■ Information shown:
..........
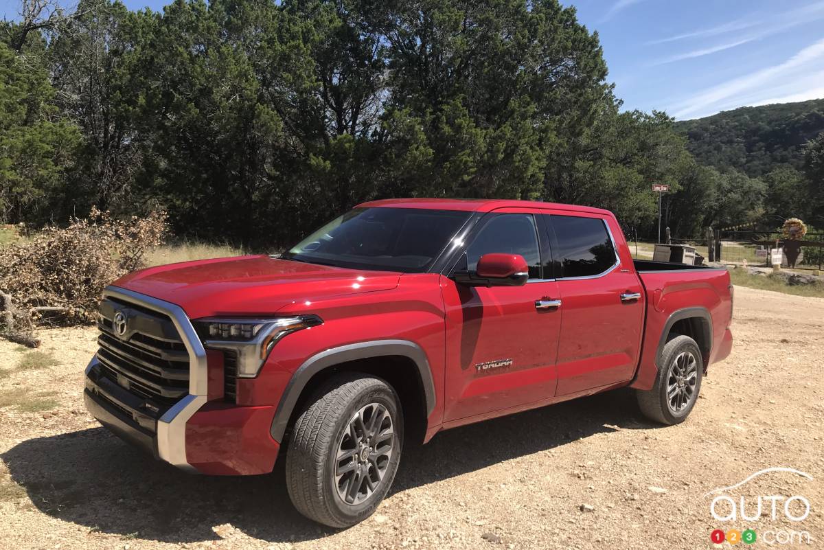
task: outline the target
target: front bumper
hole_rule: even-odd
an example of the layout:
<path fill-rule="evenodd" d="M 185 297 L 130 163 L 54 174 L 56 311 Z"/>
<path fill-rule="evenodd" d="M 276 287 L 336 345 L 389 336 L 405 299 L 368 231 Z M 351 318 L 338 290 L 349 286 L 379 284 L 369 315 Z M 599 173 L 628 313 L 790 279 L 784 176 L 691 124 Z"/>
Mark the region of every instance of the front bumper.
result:
<path fill-rule="evenodd" d="M 101 376 L 96 357 L 86 369 L 83 399 L 104 427 L 181 469 L 209 475 L 269 473 L 278 456 L 279 445 L 269 433 L 274 407 L 236 407 L 187 395 L 157 417 L 143 399 Z"/>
..........
■ Problem details: Copy every row above character for character, but leave the picture out.

■ Full response:
task: outline the target
target: front bumper
hole_rule: even-odd
an example of the layout:
<path fill-rule="evenodd" d="M 185 297 L 130 163 L 54 174 L 56 311 Z"/>
<path fill-rule="evenodd" d="M 276 287 L 336 345 L 389 336 L 405 299 L 368 231 Z M 351 318 L 338 290 L 349 286 L 379 284 L 369 315 Z M 599 173 L 628 313 L 790 279 L 784 176 L 691 124 Z"/>
Mark the region of every instance of the front bumper.
result:
<path fill-rule="evenodd" d="M 101 376 L 96 357 L 86 369 L 83 399 L 104 427 L 181 469 L 209 475 L 269 473 L 278 456 L 279 445 L 269 433 L 274 407 L 236 407 L 187 395 L 157 417 L 143 399 Z"/>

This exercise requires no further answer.